▶ _What is asked_
1. Retype the passage from the State/Lake station excerpt starting with "Temporarily closed Chicago" and going on through "in time lapse.".
2. State only the number of lines in the listing that contain the string "green", treating uppercase and lowercase as different.

▶ _Excerpt_
Temporarily closed Chicago "L" station

State/Lake is a temporarily closed "L" station serving the CTA's Brown, Green, Orange, Pink, and Purple Lines on The Loop. It is located in the Chicago Loop at 200 North State Street. Like all Loop stations, it has two side platforms. The CTA offers farecard transfers between this station and the Lake subway station on the Red Line. Unlike most stations, there is no in-station transfer between directions.

==History==

State/Lake station opened on September 22, 1895, as part of the Lake Street Elevated Railroad's extension into the Chicago Loop that later became the north side of the Union Loop.

One of a series of videos "shot on iPhone 6" to feature in a 2015 Apple advertising campaign features the short journey between Randolph/Wabash and State/Lake, shot in time lapse.

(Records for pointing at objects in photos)
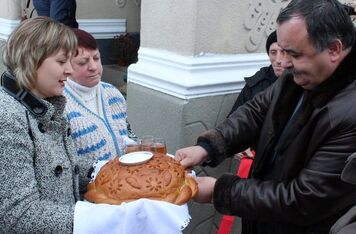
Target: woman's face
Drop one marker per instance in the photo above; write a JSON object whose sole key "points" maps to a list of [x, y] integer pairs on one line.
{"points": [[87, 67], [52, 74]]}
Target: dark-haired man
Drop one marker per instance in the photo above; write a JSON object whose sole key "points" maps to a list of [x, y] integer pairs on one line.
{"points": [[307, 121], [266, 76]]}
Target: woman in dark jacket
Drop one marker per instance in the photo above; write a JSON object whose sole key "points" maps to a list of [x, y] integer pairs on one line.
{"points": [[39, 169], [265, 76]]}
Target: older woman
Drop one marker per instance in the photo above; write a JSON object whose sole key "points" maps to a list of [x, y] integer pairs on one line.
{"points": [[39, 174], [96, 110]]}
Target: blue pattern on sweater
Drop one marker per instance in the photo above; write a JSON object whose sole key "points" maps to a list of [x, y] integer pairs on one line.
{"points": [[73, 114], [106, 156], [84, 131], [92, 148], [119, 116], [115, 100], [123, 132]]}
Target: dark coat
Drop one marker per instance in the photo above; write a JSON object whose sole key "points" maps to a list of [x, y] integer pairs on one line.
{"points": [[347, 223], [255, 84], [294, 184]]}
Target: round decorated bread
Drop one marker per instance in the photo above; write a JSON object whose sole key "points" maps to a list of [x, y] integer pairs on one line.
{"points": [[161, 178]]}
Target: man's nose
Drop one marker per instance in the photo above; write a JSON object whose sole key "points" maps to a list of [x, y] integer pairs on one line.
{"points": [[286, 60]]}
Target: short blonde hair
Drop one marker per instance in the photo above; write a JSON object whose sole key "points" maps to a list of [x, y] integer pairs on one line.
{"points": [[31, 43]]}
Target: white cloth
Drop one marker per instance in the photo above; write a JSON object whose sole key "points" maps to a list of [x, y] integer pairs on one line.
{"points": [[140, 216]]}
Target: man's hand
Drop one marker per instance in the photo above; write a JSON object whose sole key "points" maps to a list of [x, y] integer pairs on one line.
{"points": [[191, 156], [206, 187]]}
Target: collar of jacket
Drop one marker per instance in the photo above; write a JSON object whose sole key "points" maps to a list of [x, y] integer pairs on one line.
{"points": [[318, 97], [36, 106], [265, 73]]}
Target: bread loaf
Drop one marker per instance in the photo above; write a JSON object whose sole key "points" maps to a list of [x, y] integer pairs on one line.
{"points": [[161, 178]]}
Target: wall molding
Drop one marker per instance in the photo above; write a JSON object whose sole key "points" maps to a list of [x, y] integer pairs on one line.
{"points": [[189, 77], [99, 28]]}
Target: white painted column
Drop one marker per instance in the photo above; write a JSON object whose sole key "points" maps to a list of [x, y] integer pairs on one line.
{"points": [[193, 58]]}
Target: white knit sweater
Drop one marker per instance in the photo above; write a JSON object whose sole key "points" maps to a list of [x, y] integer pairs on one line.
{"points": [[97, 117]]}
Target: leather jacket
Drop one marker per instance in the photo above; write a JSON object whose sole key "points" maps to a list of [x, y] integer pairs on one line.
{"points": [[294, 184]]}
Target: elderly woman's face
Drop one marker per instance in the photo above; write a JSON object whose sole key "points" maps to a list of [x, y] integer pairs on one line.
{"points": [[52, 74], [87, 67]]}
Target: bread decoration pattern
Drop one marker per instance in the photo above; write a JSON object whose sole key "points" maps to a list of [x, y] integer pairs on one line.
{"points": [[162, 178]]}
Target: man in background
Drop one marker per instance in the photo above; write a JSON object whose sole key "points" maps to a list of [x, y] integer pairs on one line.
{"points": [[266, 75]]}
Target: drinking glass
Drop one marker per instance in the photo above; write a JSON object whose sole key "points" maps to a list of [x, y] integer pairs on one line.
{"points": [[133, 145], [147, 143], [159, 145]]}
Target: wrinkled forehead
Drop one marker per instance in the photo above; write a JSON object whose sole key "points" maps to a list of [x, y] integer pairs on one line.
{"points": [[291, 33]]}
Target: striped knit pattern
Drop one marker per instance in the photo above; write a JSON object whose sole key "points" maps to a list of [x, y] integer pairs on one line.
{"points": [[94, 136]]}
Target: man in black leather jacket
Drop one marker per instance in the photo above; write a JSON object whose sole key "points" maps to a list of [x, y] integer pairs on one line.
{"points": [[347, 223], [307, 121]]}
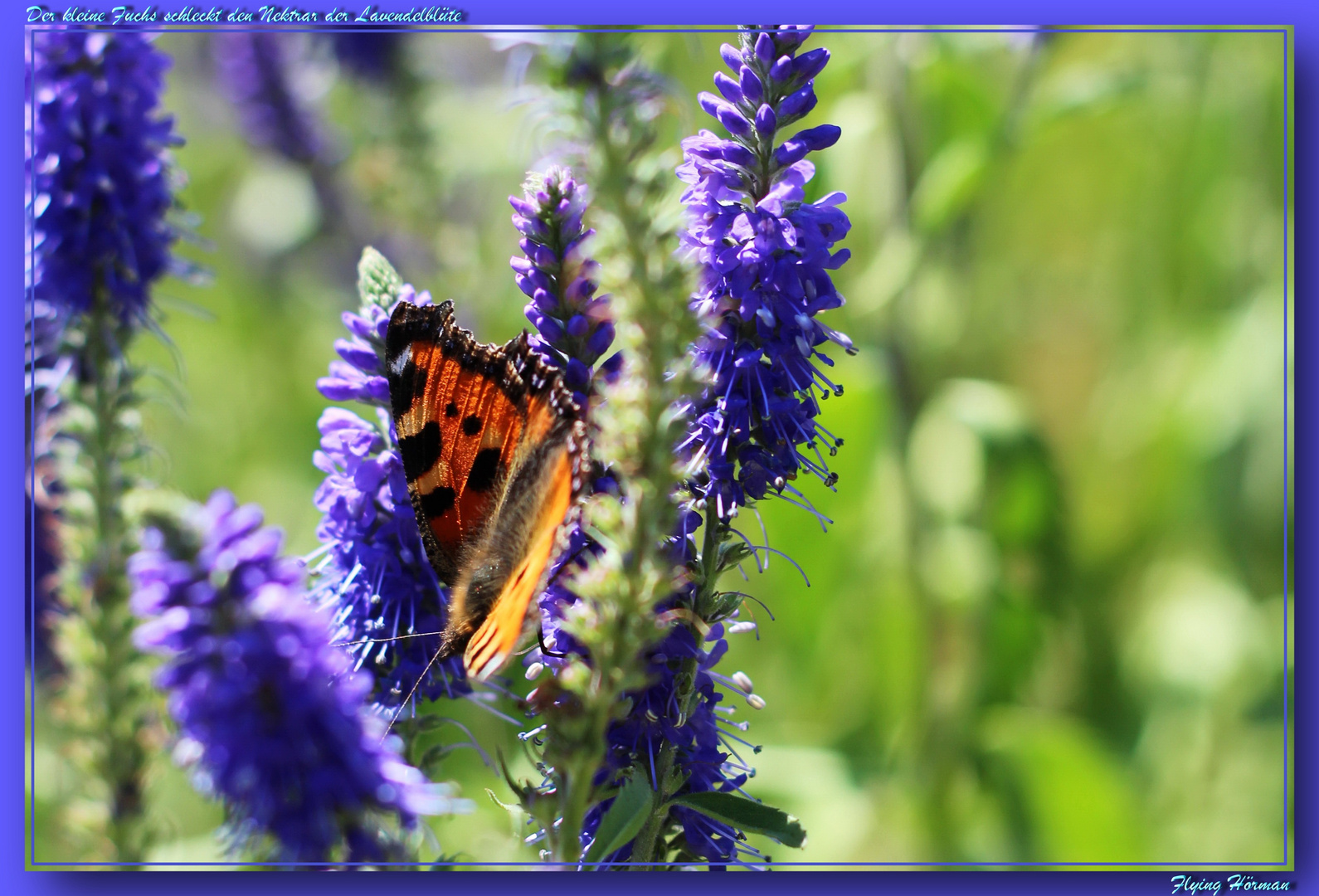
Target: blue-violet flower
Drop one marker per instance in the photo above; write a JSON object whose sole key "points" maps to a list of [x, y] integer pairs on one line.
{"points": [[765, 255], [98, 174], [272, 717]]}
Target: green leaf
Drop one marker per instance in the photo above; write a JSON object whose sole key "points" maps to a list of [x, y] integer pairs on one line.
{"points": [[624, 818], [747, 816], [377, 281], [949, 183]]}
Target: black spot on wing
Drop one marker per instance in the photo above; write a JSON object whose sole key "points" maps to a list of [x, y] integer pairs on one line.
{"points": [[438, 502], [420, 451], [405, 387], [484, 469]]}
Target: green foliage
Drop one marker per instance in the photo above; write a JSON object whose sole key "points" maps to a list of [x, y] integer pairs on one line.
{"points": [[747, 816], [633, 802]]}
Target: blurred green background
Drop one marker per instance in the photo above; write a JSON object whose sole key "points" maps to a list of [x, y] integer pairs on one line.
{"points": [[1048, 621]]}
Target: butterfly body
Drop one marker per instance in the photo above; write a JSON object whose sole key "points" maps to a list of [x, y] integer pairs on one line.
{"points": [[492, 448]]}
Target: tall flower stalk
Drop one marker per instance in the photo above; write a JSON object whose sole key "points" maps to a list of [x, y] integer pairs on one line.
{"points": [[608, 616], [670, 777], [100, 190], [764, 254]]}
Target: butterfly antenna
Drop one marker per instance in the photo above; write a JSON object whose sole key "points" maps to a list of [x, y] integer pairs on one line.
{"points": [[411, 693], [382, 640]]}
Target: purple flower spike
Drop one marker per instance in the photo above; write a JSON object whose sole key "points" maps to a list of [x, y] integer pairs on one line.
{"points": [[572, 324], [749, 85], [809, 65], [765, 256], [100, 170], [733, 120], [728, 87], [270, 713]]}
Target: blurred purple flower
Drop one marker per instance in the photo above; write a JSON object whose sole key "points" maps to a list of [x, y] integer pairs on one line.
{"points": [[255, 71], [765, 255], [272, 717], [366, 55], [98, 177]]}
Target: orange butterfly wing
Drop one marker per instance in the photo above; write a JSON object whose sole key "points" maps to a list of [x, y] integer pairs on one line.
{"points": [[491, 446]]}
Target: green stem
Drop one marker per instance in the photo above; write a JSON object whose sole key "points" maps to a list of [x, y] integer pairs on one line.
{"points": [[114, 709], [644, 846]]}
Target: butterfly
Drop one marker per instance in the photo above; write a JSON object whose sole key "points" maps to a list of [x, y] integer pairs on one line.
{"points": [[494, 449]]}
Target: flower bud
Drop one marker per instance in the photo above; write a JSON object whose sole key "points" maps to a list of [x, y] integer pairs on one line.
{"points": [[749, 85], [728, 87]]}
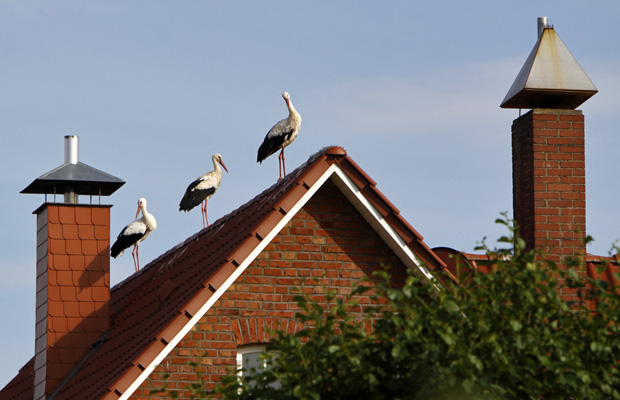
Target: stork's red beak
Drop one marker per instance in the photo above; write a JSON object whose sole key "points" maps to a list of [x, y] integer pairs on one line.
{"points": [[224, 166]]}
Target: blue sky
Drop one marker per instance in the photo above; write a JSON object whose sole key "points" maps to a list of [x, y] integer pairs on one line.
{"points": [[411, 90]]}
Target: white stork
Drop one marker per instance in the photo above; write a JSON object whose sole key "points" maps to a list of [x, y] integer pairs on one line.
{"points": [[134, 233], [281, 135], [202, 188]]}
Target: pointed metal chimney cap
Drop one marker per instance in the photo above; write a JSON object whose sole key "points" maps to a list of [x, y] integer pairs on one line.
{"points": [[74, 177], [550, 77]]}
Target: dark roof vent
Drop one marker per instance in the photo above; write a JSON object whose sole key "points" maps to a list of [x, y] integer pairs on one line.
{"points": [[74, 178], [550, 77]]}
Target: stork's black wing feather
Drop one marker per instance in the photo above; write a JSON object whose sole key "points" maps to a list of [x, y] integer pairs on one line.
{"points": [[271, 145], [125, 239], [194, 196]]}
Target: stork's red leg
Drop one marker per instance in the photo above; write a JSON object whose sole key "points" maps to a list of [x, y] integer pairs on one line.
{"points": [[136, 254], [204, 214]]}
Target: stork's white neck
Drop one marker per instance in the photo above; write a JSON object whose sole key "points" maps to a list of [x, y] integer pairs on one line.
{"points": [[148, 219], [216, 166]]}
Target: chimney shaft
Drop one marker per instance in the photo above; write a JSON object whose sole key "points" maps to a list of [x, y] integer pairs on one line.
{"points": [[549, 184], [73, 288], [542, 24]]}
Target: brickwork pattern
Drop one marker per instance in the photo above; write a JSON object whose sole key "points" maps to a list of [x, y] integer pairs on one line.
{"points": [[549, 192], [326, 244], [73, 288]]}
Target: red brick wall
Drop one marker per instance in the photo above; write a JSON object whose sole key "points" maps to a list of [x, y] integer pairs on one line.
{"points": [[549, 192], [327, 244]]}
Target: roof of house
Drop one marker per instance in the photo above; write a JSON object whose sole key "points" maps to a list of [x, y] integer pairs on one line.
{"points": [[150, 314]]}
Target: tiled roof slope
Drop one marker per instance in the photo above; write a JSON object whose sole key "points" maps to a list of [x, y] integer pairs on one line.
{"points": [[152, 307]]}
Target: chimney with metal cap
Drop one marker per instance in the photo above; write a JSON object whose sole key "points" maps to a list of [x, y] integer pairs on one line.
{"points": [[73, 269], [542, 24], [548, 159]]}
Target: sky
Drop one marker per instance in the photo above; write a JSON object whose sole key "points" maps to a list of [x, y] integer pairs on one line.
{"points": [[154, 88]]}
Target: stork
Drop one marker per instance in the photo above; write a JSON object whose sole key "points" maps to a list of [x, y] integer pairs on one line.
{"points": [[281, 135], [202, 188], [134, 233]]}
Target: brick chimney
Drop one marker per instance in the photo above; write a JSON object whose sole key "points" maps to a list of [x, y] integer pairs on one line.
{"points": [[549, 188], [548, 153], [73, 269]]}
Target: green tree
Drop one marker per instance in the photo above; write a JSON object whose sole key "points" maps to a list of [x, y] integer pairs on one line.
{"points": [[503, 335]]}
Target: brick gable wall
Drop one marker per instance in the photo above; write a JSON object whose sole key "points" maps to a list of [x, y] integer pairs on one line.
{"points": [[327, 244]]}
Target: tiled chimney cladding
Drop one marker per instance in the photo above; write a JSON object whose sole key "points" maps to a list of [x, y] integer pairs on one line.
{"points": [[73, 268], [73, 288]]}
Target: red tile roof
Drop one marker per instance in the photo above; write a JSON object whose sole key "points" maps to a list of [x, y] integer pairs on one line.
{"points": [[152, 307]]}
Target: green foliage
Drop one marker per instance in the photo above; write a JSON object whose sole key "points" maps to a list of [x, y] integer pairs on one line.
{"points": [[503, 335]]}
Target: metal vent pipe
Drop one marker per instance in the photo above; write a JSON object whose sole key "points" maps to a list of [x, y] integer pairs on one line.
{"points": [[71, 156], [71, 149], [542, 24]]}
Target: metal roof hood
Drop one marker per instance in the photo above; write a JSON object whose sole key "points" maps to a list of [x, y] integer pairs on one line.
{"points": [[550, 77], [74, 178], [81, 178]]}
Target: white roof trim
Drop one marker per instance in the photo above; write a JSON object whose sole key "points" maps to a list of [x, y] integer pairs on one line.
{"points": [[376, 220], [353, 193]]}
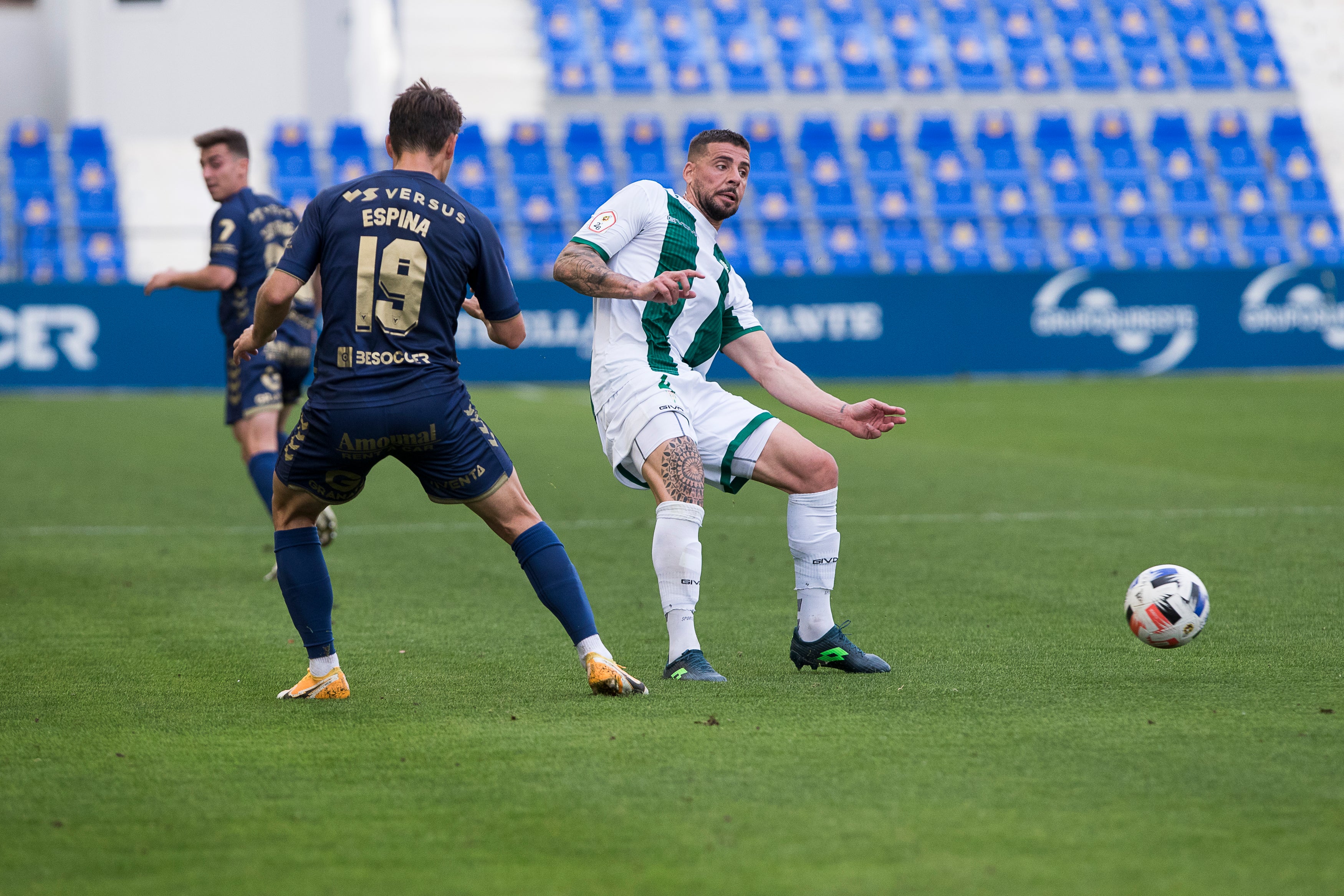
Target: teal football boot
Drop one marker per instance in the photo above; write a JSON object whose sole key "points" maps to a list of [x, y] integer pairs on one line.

▶ _Solution list_
1.
Temporarily closed Chicago "L" station

State/Lake is a temporarily closed "L" station serving the CTA's Brown, Green, Orange, Pink, and Purple Lines on The Loop. It is located in the Chicago Loop at 200 North State Street. Like all Loop stations, it has two side platforms. The CTA offers farecard transfers between this station and the Lake subway station on the Red Line. Unlike most stations, there is no in-station transfer between directions.

==History==

State/Lake station opened on September 22, 1895, as part of the Lake Street Elevated Railroad's extension into the Chicago Loop that later became the north side of the Union Loop.

One of a series of videos "shot on iPhone 6" to feature in a 2015 Apple advertising campaign features the short journey between Randolph/Wabash and State/Lake, shot in time lapse.

2. 6